LISTED ENTRIES

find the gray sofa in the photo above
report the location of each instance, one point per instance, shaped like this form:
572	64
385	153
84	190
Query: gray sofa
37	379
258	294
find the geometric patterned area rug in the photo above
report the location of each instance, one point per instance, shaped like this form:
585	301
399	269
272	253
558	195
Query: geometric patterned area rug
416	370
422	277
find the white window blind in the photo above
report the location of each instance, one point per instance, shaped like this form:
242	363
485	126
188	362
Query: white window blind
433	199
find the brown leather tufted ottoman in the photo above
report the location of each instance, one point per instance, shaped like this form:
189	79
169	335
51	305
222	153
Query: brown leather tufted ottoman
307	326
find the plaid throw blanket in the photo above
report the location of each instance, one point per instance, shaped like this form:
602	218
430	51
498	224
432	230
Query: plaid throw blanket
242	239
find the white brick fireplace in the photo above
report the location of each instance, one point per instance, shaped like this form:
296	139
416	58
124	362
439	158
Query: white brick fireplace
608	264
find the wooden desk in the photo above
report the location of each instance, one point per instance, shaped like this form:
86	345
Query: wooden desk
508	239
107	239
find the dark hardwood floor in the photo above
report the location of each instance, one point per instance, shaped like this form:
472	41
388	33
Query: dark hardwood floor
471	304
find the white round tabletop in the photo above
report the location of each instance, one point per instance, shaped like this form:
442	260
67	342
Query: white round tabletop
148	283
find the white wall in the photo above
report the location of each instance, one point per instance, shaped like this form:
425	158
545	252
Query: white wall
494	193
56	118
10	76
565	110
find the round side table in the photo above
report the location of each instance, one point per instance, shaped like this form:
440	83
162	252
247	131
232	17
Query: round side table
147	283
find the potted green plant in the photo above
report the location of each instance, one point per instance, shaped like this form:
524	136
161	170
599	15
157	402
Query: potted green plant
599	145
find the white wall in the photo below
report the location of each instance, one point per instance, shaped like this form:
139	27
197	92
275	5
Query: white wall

TASK DIRECTIONS
Output the listing above exactly as it appears.

THE COMPLETED TASK
find the gray sofa in the photo above
report the location of each instance, one point per instance, shaped like this form:
572	64
385	153
84	190
Query: gray sofa
37	379
258	294
find the geometric patterned area rug in the photo above
report the location of each instance, one point per instance, shaped like this form:
585	301
399	269
272	253
558	195
Query: geometric patterned area rug
416	370
422	277
find the white window blind in the photo above
report the location of each instance, one point per instance, shaped like this form:
242	363
485	126
188	362
Query: white window blind
433	199
find the brown leather tufted ottoman in the photo above
report the location of each instance, one point per instance, shaped like this form:
189	79
169	335
51	305
222	153
Query: brown leather tufted ottoman
307	326
find the plaid throw blanket in the photo above
report the location of each instance, one point per instance, shaped like this form:
602	218
430	51
498	224
432	230
Query: plaid throw blanket
242	239
find the white brick fireplace in the photo above
report the location of each instance, one point per instance, shaped like this form:
296	139
416	58
124	362
439	158
Query: white brick fireplace
608	264
find the wooden desk in the photo above
report the location of each instance, one point per instance, shaped like this form:
86	345
Query: wooden desk
508	239
107	239
find the dark hardwood floor in the photo above
report the location of each instance, one point per instance, shaped like this form:
472	41
388	33
Query: dark hardwood floor
471	304
find the white round tabletop in the photo above
report the location of each instance, one point per instance, shaped like this form:
442	260
67	342
Query: white round tabletop
148	283
find the white wall in the photo above
report the location of each instance, one point per instance, shaped like this form:
425	158
545	252
Query: white wall
494	193
56	118
10	76
565	110
find the round side table in the photo above
report the location of each instance, one point per instance, shaped like this form:
440	83
162	252
247	131
232	17
Query: round side table
147	283
find the potted green plant in the photo above
report the location of each instance, one point per instance, shaped like this form:
524	136
161	170
599	15
157	402
Query: potted green plant
599	145
find the white wall in the photo below
report the location of each instance, one point per instance, shaped like this form:
139	27
197	92
275	5
Query: white wall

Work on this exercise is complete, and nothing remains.